## PROBLEM DESCRIPTION
In the passage on cell interactions, what do platelets first stick to when the lining of a blood vessel is damaged?

## TEXT PASSAGE
T helper cells, central to the immune system, interact with other leukocytes by releasing signals known as cytokines which activate and stimulate the proliferation of B cells and killer T cells. T helper cells also directly interact with macrophages, cells that engulf foreign matter and display antigens on its surface. T-helper cells that possess the appropriate receptors can bind to these antigens and proliferate resulting in T-helper cells that have the ability to identify the same antigens.

===Coagulation===
Coagulation or blood clotting relies on, in addition to the production of fibrin, interactions between platelets. When the endothelium or the lining of a blood vessel is damaged, connective tissue including collagen fibers is locally exposed. Initially, platelets stick to the exposed connective tissue through specific cell-surface receptors. This is followed by platelet activation and aggregation in which platelets become firmly attached and release chemicals that recruit neighboring platelets to the site of vascular injury. A meshwork of fibrin then forms around this aggregation of platelets to increase the strength of the clot.

===Cell interactions between bacteria===
Bacterial populations interact in a similar manner to cells in tissue. They communicate through physical interactions and signaling molecules such as homoserine lactones and peptides as a means to control metabolism and regulate growth . A common example and one of the most studied forms of bacterial cell interactions is biofilm. Biofilm is a cell aggregate that can be attached to biological or abiotic surfaces. Bacteria form biofilms to adapt to various environments such as changes in substrate availability. For example, the formation of biofilm increases a bacterial cell's resistance to antibiotics compared to cells which are not part of the aggregate.

## RECORDS SHOWN
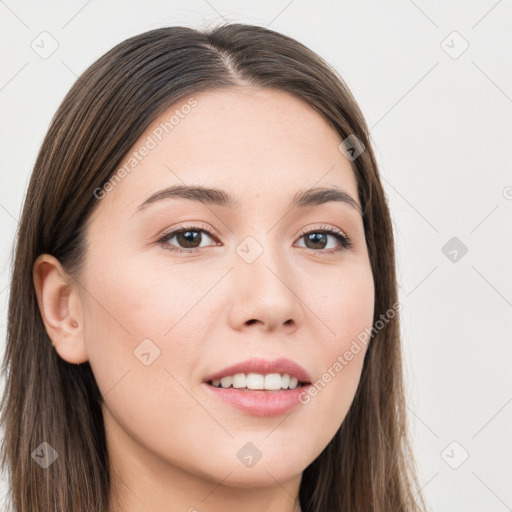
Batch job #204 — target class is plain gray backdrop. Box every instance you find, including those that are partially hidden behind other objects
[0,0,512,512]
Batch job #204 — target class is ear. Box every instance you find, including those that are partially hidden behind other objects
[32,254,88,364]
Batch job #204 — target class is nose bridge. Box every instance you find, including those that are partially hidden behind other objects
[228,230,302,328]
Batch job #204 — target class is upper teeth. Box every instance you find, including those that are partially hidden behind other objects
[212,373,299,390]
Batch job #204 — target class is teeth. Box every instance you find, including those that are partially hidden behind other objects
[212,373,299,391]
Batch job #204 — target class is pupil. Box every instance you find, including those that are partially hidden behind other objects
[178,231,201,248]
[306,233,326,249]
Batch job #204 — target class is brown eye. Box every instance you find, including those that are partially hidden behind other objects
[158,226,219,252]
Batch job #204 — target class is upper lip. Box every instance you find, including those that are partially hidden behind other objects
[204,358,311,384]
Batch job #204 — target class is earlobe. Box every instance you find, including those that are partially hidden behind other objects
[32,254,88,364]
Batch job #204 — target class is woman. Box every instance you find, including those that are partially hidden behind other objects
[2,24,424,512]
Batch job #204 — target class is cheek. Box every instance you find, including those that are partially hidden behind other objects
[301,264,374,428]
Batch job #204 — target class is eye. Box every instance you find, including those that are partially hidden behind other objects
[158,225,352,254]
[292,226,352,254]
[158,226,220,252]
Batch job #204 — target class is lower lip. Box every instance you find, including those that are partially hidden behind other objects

## OUTPUT FOR THIS EXERCISE
The exposed connective tissue, through specific cell-surface receptors.